## Begin TASK DATA
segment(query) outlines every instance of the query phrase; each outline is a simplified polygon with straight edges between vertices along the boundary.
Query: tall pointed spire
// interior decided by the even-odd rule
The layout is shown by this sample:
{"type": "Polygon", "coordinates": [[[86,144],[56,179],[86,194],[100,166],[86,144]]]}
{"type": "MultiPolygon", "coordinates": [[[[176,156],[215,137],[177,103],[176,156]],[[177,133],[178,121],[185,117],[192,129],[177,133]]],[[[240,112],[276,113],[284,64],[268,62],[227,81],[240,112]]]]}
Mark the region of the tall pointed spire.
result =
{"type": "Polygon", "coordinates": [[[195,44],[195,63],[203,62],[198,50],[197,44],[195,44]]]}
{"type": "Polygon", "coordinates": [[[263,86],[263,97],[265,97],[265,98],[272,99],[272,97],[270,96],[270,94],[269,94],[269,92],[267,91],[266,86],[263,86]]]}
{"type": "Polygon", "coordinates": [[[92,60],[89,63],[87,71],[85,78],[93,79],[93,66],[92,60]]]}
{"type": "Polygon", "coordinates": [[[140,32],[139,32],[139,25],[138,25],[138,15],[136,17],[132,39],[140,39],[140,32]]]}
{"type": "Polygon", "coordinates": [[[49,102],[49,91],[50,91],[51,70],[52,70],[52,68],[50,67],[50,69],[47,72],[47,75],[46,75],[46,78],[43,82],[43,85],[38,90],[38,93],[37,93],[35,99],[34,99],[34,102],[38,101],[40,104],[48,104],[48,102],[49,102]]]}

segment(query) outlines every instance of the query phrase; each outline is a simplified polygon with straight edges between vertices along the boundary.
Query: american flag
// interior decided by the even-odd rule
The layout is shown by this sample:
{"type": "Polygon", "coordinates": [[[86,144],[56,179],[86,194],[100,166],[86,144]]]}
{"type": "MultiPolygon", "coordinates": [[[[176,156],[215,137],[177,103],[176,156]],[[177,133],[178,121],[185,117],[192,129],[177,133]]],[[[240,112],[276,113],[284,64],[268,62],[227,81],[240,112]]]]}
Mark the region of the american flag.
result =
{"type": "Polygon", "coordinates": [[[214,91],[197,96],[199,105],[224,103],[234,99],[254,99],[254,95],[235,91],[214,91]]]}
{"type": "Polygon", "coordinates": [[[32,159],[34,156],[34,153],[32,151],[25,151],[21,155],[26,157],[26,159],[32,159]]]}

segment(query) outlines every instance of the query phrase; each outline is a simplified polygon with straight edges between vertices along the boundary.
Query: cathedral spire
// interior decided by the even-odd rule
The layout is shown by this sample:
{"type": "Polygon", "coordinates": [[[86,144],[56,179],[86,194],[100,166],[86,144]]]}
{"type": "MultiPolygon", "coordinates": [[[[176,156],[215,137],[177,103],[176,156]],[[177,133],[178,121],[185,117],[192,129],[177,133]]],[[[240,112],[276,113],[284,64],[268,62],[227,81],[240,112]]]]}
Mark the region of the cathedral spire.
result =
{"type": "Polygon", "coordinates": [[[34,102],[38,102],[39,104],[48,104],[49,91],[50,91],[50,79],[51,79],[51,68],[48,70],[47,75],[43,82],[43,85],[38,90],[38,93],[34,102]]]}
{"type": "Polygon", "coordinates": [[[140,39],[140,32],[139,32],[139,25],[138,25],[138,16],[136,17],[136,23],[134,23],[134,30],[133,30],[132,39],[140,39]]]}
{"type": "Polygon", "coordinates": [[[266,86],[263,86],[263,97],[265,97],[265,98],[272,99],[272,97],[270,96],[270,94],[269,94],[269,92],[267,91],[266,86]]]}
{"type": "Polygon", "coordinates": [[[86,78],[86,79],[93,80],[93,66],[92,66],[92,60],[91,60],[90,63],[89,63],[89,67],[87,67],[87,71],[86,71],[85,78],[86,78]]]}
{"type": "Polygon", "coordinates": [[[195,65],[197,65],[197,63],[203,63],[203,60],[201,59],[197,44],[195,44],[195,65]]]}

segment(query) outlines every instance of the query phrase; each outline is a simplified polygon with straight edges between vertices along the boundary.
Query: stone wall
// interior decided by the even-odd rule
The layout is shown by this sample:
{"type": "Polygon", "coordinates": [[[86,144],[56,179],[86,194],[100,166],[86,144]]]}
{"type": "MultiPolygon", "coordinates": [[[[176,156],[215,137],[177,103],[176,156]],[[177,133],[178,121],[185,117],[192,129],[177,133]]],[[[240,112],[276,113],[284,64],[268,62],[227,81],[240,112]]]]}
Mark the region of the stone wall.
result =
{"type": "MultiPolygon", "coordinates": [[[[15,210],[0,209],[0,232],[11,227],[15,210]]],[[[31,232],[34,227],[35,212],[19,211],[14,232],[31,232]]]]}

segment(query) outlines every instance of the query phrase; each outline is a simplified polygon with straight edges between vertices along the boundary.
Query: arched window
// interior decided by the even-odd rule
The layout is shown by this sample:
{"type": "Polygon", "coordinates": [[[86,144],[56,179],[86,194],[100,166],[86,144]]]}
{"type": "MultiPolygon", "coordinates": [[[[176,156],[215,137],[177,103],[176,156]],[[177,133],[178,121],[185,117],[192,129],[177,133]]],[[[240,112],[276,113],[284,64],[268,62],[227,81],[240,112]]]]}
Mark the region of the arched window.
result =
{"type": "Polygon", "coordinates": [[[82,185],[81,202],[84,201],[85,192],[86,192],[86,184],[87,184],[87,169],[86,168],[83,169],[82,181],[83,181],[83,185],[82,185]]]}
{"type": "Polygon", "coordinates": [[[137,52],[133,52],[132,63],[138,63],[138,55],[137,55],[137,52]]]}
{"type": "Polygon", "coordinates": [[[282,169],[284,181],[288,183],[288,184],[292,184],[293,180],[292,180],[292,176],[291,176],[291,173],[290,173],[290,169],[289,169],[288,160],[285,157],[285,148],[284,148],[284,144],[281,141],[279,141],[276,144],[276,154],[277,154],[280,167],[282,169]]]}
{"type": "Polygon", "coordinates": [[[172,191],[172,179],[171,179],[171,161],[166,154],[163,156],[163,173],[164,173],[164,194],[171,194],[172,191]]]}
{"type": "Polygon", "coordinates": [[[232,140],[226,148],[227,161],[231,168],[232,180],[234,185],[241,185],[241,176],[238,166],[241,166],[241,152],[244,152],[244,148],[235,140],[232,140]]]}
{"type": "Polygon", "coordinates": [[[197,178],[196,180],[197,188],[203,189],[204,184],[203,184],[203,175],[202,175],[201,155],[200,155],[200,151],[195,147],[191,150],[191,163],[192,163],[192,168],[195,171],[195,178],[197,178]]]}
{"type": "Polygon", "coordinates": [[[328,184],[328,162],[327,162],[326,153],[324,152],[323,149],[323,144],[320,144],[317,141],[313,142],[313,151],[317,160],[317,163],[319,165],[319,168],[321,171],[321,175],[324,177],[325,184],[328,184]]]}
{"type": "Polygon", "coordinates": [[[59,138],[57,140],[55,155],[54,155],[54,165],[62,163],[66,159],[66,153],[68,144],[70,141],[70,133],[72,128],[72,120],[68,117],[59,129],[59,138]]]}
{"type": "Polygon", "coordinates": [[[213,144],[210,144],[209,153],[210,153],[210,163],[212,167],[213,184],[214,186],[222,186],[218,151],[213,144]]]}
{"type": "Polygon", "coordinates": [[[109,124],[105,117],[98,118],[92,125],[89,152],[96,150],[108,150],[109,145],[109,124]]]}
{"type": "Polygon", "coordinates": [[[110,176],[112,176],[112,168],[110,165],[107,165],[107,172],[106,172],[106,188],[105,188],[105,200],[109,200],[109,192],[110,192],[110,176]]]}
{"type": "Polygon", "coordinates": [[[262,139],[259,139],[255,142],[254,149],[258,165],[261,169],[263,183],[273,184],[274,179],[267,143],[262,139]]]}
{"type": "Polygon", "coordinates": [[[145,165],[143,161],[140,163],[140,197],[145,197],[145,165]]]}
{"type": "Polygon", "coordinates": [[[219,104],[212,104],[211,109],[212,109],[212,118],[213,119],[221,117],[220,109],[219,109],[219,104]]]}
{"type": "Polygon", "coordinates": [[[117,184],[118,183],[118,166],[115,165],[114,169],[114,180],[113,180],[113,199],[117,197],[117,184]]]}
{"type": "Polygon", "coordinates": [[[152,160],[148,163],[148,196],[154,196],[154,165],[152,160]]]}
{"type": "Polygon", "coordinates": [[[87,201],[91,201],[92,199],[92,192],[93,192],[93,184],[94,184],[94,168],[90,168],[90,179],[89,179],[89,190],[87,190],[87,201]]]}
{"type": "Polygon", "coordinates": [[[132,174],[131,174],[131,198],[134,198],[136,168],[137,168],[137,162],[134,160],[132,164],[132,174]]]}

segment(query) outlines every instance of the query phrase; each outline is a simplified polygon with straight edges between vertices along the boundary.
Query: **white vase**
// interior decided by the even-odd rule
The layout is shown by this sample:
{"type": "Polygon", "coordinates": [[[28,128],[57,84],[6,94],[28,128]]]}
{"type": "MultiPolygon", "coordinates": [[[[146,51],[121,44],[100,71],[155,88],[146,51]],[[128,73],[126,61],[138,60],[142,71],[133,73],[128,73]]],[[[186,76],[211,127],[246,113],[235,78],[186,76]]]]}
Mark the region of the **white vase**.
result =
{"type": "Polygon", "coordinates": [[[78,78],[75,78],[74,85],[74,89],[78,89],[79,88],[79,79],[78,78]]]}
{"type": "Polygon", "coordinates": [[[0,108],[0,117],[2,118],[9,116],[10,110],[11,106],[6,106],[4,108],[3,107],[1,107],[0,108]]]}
## End TASK DATA
WRITTEN EXERCISE – List every line in the records that contains the string "arched", matching case exactly.

EXERCISE SOLUTION –
Query: arched window
Mark the region of the arched window.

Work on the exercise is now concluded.